Possible Solutions (for further reading)

These solutions can improve either the posterior, prior, or both:

1. Normalizing Flows (for posterior): Transform a simple base distribution through invertible transformations to create a more expressive approximate posterior: \[z_0 \sim q_0(z_0), \quad z_K = f_K \circ f_{K-1} \circ \cdots \circ f_1(z_0)\]

The final distribution \(q(z_K)\) can capture complex, multimodal structures.

  • References:

    • Variational Inference with Normalizing Flows

    • Improved Variational Inference with Inverse Autoregressive Flow

2. Mixture of Gaussians Posteriors: Use a mixture distribution for the approximate posterior: \[q_\phi(z|x) = \sum_{k=1}^K \pi_k(x) \mathcal{N}(z; \mu_k(x), \Sigma_k(x))\]

This allows multimodal posteriors where a single input can map to multiple plausible latent codes.

3. VampPrior (Variational Mixture of Posteriors Prior): Instead of a fixed prior, use a learnable mixture of posteriors: \[p(z) = \frac{1}{K} \sum_{k=1}^K q_\phi(z|u_k)\]

where \(\{u_k\}_{k=1}^K\) are learnable pseudo-inputs. This allows the prior to adapt to the data and better match the aggregated posterior.

  • Reference:

    • VAE with a VampPrior

4. Normalizing Flows (for prior): Learn a flexible prior using normalizing flows: \[p_\theta(z) = p_0(f_\theta^{-1}(z)) \left|\det \frac{\partial f_\theta^{-1}(z)}{\partial z}\right|\]

This allows the prior to have complex structure while remaining tractable.

5. Hierarchical/Ladder VAEs: Use multiple levels of latent variables: \[p_\theta(z_1, z_2, \ldots, z_L) = p(z_L) \prod_{l=1}^{L-1} p_\theta(z_l | z_{l+1})\]

Each level can capture different aspects of the data at different scales.

  • Reference:

    • Ladder Variational Autoencoders

6. Two-Stage VAE:

First train a standard VAE, then fit a more flexible prior to the aggregated posterior using techniques like:

  • Realnvp on the aggregated posterior samples
  • Train a second VAE on \(z\) samples

This decouples prior learning from posterior learning.

4. Inability to Directly Measure True Likelihood

Since the ELBO is only a lower bound, we cannot directly compute the true log-likelihood \(\log p_\theta(x)\).

\[\log p_\theta(x) = \text{ELBO} + \underbrace{\text{KL}(q_\phi(z|x) \; || \; p_\theta(z|x))}_{\text{unknown gap}}\]

This limitation means that, it is difficult to compare different VAE models or assess how well the model fits the true data distribution. Also, ELBO improvements don’t necessarily mean better generative quality.

Why does this happen?

To compute the true log-likelihood \(\log p_\theta(x)\), we would need to marginalize over all possible latent values:

\[\log p_\theta(x) = \log \int p_\theta(x, z) \, dz = \log \int p_\theta(x|z) p_\theta(z) \, dz\]

This integral is generally intractable because it is not possible to compute the integral analytically or in a tractable way.

[Entries from a point annotation set]
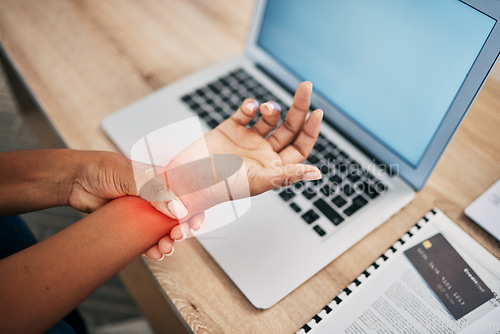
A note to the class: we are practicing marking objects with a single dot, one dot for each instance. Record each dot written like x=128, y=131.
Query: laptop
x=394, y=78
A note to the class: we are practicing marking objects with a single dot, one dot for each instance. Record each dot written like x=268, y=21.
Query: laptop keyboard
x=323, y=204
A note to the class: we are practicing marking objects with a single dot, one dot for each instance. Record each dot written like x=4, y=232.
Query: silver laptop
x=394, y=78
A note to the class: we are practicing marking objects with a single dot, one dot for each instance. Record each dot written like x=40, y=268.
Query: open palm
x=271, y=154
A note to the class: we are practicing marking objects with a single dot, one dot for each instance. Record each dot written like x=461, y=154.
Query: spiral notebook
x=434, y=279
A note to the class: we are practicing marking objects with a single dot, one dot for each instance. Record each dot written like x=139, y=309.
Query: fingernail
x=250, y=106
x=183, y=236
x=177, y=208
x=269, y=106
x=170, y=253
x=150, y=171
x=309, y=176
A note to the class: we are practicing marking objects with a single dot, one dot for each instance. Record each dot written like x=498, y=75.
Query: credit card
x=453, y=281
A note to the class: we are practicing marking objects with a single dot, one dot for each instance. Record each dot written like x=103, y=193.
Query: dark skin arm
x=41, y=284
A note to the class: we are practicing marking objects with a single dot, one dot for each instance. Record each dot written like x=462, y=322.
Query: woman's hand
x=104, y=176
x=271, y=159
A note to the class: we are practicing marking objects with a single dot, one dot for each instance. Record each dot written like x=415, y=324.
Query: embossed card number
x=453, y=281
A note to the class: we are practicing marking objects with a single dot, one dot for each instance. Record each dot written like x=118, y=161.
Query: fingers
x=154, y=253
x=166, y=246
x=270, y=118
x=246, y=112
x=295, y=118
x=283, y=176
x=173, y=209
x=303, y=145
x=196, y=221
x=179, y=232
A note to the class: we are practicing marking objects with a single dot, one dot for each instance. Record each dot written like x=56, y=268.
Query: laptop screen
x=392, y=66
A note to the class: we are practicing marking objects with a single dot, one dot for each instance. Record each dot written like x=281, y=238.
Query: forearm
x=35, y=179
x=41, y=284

* * *

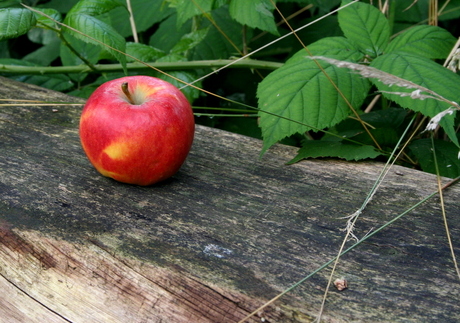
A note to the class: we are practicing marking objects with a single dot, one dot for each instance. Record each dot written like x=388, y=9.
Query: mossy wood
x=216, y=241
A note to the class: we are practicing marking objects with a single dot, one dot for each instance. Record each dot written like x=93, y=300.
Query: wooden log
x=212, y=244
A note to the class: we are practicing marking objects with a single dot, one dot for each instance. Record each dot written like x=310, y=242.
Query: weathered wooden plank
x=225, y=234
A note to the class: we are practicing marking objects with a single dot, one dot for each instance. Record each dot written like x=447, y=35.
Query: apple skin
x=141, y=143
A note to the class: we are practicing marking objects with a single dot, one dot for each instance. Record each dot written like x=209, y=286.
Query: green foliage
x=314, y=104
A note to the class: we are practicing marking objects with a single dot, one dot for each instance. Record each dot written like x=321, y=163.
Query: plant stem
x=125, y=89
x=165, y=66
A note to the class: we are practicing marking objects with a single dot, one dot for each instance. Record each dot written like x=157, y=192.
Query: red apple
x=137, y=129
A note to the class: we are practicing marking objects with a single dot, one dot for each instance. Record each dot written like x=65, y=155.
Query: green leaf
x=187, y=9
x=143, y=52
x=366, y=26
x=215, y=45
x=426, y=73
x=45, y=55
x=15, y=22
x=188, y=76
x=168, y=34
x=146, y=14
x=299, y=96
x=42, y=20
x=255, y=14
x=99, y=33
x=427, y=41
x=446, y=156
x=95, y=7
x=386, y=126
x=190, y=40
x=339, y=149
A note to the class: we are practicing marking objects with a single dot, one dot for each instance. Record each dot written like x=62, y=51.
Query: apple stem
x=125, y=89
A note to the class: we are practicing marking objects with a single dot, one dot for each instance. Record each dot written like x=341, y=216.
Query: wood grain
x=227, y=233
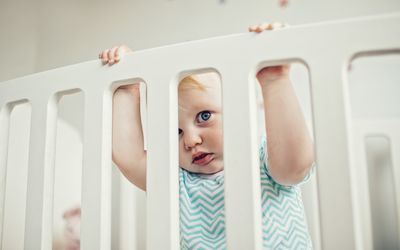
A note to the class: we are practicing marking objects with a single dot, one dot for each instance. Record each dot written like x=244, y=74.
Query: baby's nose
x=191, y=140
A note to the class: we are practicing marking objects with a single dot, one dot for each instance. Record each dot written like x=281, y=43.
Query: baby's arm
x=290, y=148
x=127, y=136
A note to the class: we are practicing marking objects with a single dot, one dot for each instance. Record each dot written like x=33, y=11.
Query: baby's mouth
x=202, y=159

--

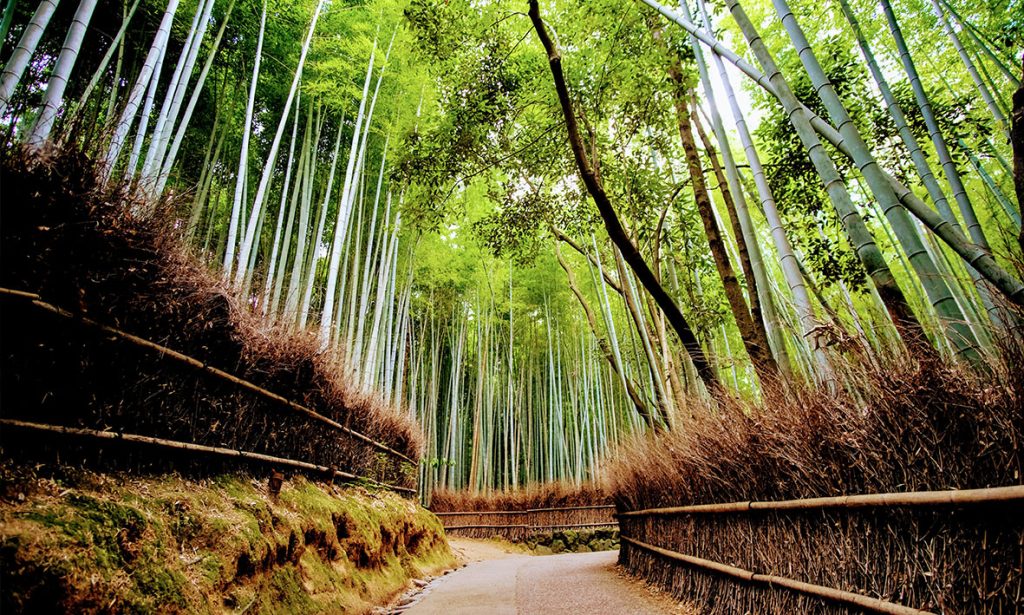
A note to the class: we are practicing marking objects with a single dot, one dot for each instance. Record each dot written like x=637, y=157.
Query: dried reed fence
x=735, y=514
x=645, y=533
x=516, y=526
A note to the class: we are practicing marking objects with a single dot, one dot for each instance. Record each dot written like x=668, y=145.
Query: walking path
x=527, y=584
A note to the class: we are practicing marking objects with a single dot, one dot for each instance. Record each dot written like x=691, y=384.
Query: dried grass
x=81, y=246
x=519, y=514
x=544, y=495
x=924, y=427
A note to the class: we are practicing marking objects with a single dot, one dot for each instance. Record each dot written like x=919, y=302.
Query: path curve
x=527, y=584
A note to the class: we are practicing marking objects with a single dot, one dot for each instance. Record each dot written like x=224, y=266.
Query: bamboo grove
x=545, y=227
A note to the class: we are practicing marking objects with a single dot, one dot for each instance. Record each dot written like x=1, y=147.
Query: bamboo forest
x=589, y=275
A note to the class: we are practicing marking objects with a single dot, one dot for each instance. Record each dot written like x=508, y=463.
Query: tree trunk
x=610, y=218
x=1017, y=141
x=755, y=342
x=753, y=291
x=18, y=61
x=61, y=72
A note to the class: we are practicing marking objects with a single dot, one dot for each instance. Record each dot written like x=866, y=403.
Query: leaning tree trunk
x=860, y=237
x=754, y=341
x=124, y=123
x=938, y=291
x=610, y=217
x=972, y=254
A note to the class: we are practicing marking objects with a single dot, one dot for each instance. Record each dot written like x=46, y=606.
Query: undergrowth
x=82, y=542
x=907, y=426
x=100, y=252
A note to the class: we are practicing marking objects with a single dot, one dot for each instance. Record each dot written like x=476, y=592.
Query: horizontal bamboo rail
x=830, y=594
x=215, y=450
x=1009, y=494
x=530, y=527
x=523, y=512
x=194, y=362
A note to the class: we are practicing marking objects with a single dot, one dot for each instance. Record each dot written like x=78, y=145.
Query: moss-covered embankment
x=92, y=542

▶ [Job 1]: According to the VAE passage, what does the Two-Stage VAE train first?
▶ [Job 2]: Rewrite the VAE passage from "1. Normalizing Flows" to "complex, multimodal structures.", replacing "expressive" with "flexible".
▶ [Job 3]: Continue the VAE passage from where it stops.

▶ [Right answer 1]: A standard VAE.

▶ [Right answer 2]:
1. Normalizing Flows (for posterior): Transform a simple base distribution through invertible transformations to create a more flexible approximate posterior: \[z_0 \sim q_0(z_0), \quad z_K = f_K \circ f_{K-1} \circ \cdots \circ f_1(z_0)\]

The final distribution \(q(z_K)\) can capture complex, multimodal structures.

▶ [Right answer 3]:
ELBO helps but doesn’t fully solve this problem.

We derived that: \[\log p_\theta(x) = \text{ELBO}(\theta, \phi; x) + \text{KL}(q_\phi(z|x) \; || \; p_\theta(z|x))\]

  • We can compute ELBO easily
  • But the gap (the KL term) is unknown because it involves the intractable posterior \(p_\theta(z|x)\)
  • Therefore, we only have a lower bound on the true likelihood, not the exact value

The practical implication is that we can’t directly evaluate “how likely is this data under my model?” or accurately compare likelihoods between different VAE models.

Summary
  • The true log-likelihood \(\log p_\theta(x)\) is intractable to compute.
  • ELBO helps but doesn’t fully solve this problem.
  • We only have a lower bound on the true likelihood, not the exact value
  • The practical implication is that we can’t directly evaluate “how likely is this data under my model?” or accurately compare likelihoods between different VAE models.
Possible Solutions (for further reading)

There are several possible solutions to this problem:

1. Importance Sampling (Importance Weighted Autoencoder - IWAE):

Estimate the true log-likelihood using multiple samples:

We can approximate the log-likelihood using importance sampling because we have access to all components of the equation via our VAE:

\[ \log p_\theta(x) \approx \log \frac{1}{K} \sum_{k=1}^K \frac{p_\theta(x, z_k)}{q_\phi(z_k|x)}, \quad z_k \sim q_\phi(z|x) \]

where the joint distribution in the numerator can be expanded as: \[ p_\theta(x, z_k) = p_\theta(x|z_k)\; p_\theta(z_k) \]

  • \(q_\phi(z|x)\): The encoder of the VAE parameterized by \(\phi\) generates samples \(z_k\) given \(x\).
  • \(p_\theta(x|z_k)\): The decoder of the VAE parameterized by \(\theta\) computes the likelihood of \(x\) given the sampled latent \(z_k\).
  • \(p_\theta(z_k)\): The VAE prior (typically standard Gaussian) — we can evaluate this for our sampled \(z_k\).

Thus, all terms are explicitly defined in a trained VAE, allowing us to numerically estimate the log-likelihood via this weighted average.

As \(K \to \infty\), this converges to the true log-likelihood. In practice:

  • \(K = 5000\) samples gives reasonable estimates

  • Computationally expensive (requires many forward passes through the network for each sample \(z_k\))

  • Provides a tighter lower bound on the true log-likelihood than standard ELBO

  • Reference:

    • Importance Weighted Autoencoders

2. Human Evaluation:

Ask humans to rate samples on multiple dimensions:

  • Quality: “Does this look realistic?”
  • Diversity: “Are the samples varied enough?”
  • Semantic coherence: “Does this match the description/input?”

Common approaches:

  • A/B testing: Compare samples from different models side-by-side
  • Likert scale ratings (e.g., 1-5 quality scores)
  • Turing test-style: Can humans distinguish real from generated?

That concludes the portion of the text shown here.